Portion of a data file
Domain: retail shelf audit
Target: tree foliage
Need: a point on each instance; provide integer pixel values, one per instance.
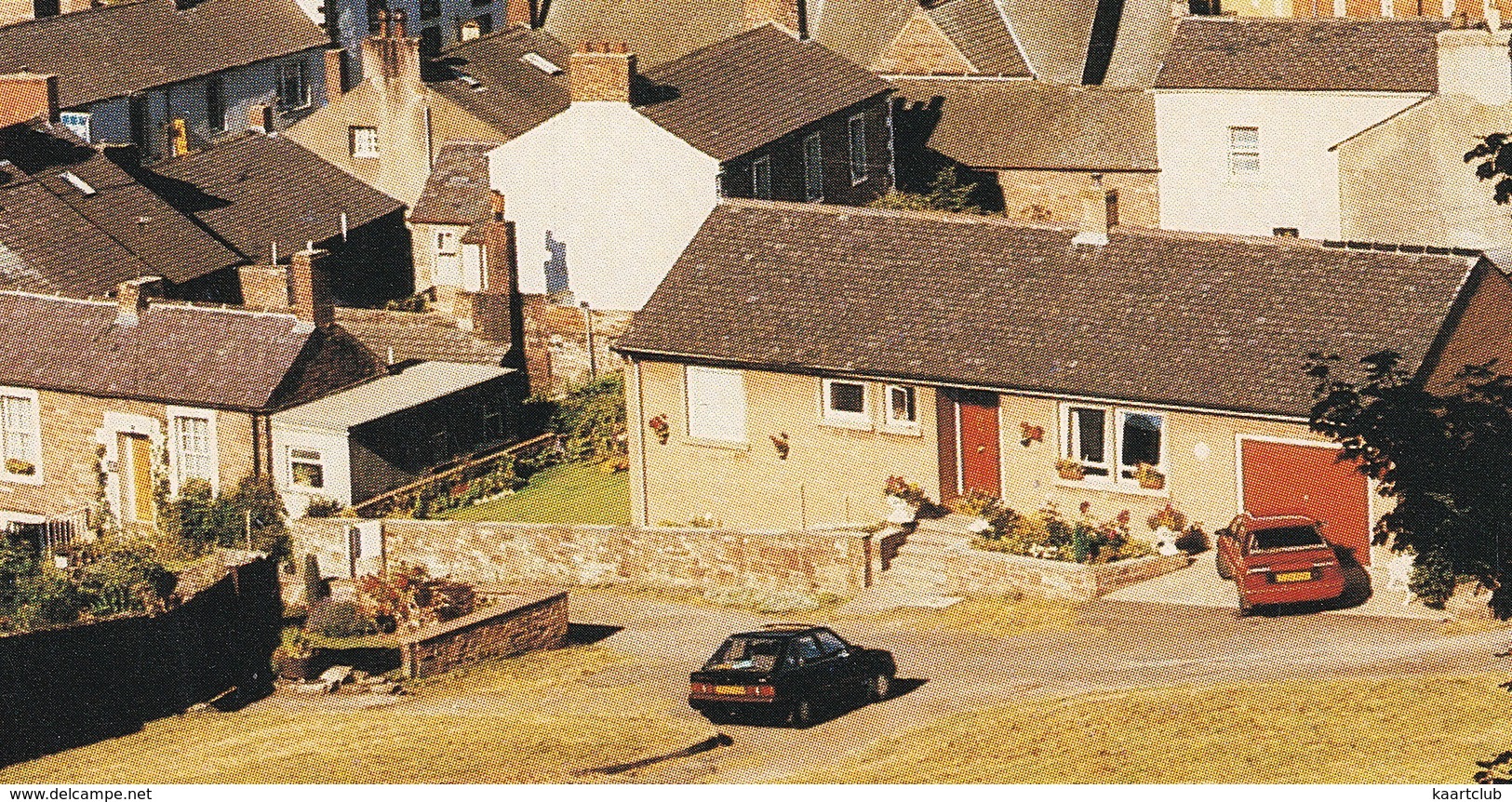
(1444, 454)
(945, 194)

## WRITTEN INSTRUCTION
Turn every line of the listing above into a JSON list of strings, one string per line, skipping blank lines. Leave out the picture.

## TASK RESULT
[
  "Domain: retail shelf audit",
  "Target: tree foliage",
  "Need: a point on each instance; provide integer pixel values, one per instance.",
  "(1444, 454)",
  "(945, 194)"
]